Secondo quel grande esperto di horror che è David J. Skal, benché Psycho di Alfred Hitchcock (uscito nel 1960) sia generalmente considerato “l'inizio della violenza esplicita sui media” (sebbene la sua scena più celebre, quella di Vivien Leigh sotto la doccia, fosse in fondo solamente “il prodotto di virtuosismi al montaggio e di una spruzzatina di cioccolata liquida”), l'esplicita truculenza su celluloide “deve probabilmente più all'opera in Eastmancolor zuppo di sangue della Hammer Films inglese, cominciata con un netto colpo di falce rosso sulla retina del pubblico in La maschera di Frankenstein (appunto The Curse of Frankenstein, 1957, n.d.r.) e Dracula il vampiro (Horror of Dracula, 1958), per la regia di Terence Fisher e l'interpretazione di Cristopher Lee, che nella parte di entrambi i mostri aveva lanciato la propria carriera e forgiato un altro legame di comunanza tra le icone gemelle” della creatura del dottor Frankenstein e del conte transilvano (lunga citazione, questa, tratta dal capolavoro di Skal, The Monster Show, libro del 1993 pubblicato nel nostro Paese nel 1998 da Baldini&Castoldi. Credo che in giro lo si trovi ancora, e lo consiglio caldamente a chi fosse interessato al tema dell'horror, tra cinema – principalmente - pittura, letteratura e fumetto. Però vi si parla molto poco della Hammer, in effetti).
★ ★ ★ ★ ★
_Esercizi da svolgere_
[1] Indica se le affermazioni seguenti concordano con il brano sull'horror, rispondendo sì o no e citando le parole decisive del brano: (a) Psycho è uscito nel 1960; (b) Dracula il vampiro è stato diretto da Terence Fisher; (c) il libro di Skal tratta ampiamente della Hammer.
[2] Rinomina "paper" in "cardstock" nei record che vanno dalla riga contenente "[mark] gravel ground" fino alla fine dei record, entrambe le estremità incluse, riscrivendo solo quelle righe e lasciando invariato tutto il resto.

_Dati dell'esercizio_
★ ★ ★ ★ ★
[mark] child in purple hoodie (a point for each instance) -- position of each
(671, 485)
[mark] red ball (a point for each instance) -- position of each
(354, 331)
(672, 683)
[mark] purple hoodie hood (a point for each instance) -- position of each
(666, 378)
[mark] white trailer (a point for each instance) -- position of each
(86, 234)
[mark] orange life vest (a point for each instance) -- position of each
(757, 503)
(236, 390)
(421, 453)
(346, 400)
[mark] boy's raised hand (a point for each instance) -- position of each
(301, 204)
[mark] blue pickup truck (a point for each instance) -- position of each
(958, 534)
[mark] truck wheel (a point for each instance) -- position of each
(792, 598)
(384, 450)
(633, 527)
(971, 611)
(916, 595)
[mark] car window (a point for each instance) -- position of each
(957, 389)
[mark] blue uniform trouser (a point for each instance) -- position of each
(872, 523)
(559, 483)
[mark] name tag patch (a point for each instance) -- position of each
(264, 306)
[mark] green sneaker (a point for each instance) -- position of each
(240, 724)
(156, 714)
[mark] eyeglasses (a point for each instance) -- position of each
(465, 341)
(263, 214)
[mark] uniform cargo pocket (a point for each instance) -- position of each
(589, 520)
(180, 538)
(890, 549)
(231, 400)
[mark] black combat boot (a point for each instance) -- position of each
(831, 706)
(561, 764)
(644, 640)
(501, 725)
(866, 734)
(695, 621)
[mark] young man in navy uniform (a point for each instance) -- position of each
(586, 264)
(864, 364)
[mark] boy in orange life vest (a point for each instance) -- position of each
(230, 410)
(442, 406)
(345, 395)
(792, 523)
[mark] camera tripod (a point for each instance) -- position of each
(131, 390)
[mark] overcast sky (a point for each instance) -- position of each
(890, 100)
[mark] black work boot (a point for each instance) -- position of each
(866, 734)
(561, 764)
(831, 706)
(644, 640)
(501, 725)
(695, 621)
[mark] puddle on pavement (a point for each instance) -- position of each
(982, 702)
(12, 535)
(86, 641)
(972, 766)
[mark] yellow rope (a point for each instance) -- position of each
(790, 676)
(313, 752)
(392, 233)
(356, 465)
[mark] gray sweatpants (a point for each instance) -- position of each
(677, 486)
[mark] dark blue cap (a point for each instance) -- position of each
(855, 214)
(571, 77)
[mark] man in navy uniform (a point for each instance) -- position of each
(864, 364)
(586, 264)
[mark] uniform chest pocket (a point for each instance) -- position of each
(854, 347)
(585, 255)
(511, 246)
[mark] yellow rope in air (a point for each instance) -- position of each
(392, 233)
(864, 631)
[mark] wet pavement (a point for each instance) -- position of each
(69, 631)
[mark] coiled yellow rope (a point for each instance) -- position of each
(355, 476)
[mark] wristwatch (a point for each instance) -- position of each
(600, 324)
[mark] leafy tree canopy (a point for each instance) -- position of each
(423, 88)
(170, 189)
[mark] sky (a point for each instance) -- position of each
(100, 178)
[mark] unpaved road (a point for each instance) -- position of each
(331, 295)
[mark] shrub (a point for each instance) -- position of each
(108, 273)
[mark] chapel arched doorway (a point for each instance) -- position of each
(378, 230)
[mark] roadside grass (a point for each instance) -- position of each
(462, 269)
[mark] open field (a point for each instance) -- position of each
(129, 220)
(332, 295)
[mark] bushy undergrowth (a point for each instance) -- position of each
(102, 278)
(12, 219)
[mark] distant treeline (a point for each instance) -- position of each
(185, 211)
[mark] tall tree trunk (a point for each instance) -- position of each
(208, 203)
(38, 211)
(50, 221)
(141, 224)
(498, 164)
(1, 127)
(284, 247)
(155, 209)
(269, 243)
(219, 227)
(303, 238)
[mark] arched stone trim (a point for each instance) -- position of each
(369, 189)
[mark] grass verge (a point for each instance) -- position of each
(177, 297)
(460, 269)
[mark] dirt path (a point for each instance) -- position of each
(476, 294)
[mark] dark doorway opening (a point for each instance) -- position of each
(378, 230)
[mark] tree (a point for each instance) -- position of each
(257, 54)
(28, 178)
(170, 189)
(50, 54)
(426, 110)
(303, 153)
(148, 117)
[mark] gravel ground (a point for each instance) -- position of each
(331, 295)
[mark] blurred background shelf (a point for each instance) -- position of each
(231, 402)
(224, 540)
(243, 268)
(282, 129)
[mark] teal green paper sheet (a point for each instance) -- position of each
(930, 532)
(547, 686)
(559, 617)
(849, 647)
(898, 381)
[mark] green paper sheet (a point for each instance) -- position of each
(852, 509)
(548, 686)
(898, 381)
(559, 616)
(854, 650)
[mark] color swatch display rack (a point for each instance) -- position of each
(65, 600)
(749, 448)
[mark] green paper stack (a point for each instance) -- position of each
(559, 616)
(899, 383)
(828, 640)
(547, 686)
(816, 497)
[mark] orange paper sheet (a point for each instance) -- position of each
★ ★ ★ ★ ★
_Soluzioni degli esercizi_
[1] (a) Sì: «uscito nel 1960». (b) Sì: «per la regia di Terence Fisher». (c) No: «vi si parla molto poco della Hammer».

[2]
[mark] gravel ground (a point for each instance) -- position of each
(331, 295)
[mark] blurred background shelf (a point for each instance) -- position of each
(231, 402)
(224, 540)
(243, 268)
(282, 129)
[mark] teal green cardstock sheet (a point for each instance) -- position of each
(930, 532)
(547, 686)
(559, 617)
(849, 647)
(898, 381)
[mark] green cardstock sheet (a point for each instance) -- position of each
(852, 509)
(548, 686)
(898, 381)
(559, 616)
(854, 650)
[mark] color swatch display rack (a point for each instance) -- position of each
(65, 600)
(749, 448)
[mark] green cardstock stack (a point for each instance) -- position of each
(559, 616)
(899, 383)
(828, 640)
(547, 686)
(816, 497)
[mark] orange cardstock sheet (a point for each instance) -- position of each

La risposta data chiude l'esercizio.